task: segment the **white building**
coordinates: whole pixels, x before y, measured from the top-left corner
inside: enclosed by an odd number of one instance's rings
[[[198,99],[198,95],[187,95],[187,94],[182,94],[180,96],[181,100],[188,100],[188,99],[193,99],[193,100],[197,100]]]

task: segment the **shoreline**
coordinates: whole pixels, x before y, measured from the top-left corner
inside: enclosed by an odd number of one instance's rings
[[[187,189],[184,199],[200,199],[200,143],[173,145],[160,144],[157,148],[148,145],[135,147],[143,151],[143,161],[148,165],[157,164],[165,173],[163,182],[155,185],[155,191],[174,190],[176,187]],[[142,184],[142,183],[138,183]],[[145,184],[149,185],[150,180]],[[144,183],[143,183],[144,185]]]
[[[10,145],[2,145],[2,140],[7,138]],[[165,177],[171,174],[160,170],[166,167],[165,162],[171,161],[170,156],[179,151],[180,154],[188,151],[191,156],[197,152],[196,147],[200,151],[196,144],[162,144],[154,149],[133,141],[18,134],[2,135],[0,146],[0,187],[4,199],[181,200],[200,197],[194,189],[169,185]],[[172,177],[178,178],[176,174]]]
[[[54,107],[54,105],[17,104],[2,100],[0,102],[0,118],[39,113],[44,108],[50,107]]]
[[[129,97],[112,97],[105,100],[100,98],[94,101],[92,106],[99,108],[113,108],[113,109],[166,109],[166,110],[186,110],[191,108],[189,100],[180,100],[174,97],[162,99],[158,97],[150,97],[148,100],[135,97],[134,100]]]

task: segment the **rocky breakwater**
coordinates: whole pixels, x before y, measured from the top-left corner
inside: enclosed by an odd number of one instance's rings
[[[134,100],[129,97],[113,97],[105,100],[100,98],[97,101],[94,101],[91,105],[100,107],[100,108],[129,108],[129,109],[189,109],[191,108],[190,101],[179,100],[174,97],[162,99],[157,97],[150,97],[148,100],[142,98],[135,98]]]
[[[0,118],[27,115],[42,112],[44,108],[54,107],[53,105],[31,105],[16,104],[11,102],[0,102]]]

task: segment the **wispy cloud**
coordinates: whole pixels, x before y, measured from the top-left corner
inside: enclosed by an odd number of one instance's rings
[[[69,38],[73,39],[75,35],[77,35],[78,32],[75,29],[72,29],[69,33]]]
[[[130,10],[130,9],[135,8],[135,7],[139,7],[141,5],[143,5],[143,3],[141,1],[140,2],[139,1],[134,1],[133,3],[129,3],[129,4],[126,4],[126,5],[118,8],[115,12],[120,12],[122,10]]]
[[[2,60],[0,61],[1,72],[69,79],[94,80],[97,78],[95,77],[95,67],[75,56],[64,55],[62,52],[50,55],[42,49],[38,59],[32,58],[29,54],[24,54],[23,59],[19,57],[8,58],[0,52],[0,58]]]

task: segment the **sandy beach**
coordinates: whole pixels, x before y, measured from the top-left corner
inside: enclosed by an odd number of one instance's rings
──────────
■ **Work required**:
Convert every line of the records above into a single numbered list, omitting the blank lines.

■ **Correct response**:
1. task: segment the **white building**
2. coordinates: whole pixels, x before y, measured from the top-left corner
3. inside: enclosed by an odd number of one instance's rings
4. [[[198,99],[198,95],[187,95],[187,94],[182,94],[180,96],[181,100],[188,100],[188,99],[193,99],[193,100],[197,100]]]
5. task: segment the **shoreline**
6. coordinates: whole pixels, x before y, measured from the top-left corner
7. inside: enclosed by an odd number of one instance's rings
8. [[[187,189],[184,199],[200,199],[200,143],[173,145],[160,144],[157,148],[148,145],[135,147],[143,151],[143,161],[148,165],[157,164],[165,173],[163,182],[155,185],[155,191],[174,190],[176,187]],[[142,184],[142,183],[138,183]],[[145,184],[149,185],[150,180]],[[144,183],[143,183],[144,185]]]
9. [[[10,145],[2,145],[2,140],[7,138]],[[165,177],[171,174],[160,170],[166,167],[165,162],[171,161],[170,156],[179,151],[180,154],[188,151],[191,156],[197,152],[196,147],[200,151],[196,144],[162,144],[154,149],[133,141],[18,134],[2,135],[0,146],[0,187],[4,199],[181,200],[200,197],[194,189],[169,185]],[[172,177],[178,178],[176,174]]]
10. [[[54,107],[54,105],[17,104],[2,100],[0,102],[0,118],[39,113],[44,108],[50,107]]]
11. [[[129,97],[112,97],[105,100],[100,98],[94,101],[92,106],[99,108],[113,108],[113,109],[166,109],[166,110],[186,110],[191,108],[189,100],[180,100],[174,97],[162,99],[158,97],[150,97],[148,100],[135,97],[134,100]]]
12. task: segment the **rocky breakwater**
13. coordinates: whole pixels, x before y, measured from the top-left corner
14. inside: enclosed by an odd number of one instance's rings
15. [[[134,100],[129,97],[113,97],[105,100],[100,98],[97,101],[94,101],[91,105],[100,107],[100,108],[129,108],[129,109],[189,109],[191,108],[190,101],[179,100],[174,97],[162,99],[157,97],[150,97],[148,100],[142,98],[135,98]]]
16. [[[0,118],[27,115],[42,112],[44,108],[54,107],[53,105],[31,105],[16,104],[11,102],[0,102]]]
17. task: segment the **wispy cloud**
18. coordinates: whole pixels, x before y, measured from the top-left corner
19. inside: enclosed by an odd number of one instance's rings
20. [[[69,38],[73,39],[75,35],[77,35],[78,32],[75,29],[72,29],[69,33]]]
21. [[[130,10],[130,9],[135,8],[135,7],[139,7],[141,5],[143,5],[143,3],[141,1],[140,2],[139,1],[134,1],[133,3],[129,3],[129,4],[126,4],[126,5],[118,8],[115,12],[120,12],[122,10]]]
22. [[[2,60],[0,61],[1,72],[69,79],[94,80],[97,78],[95,77],[95,67],[75,56],[64,55],[62,52],[50,55],[42,49],[38,59],[32,58],[29,54],[24,54],[23,59],[19,57],[8,58],[0,52],[0,58]]]
23. task: segment the **sandy beach**
24. coordinates: whole pixels, x before y, measured from the top-left corner
25. inside: enclosed by an odd number of one instance's rings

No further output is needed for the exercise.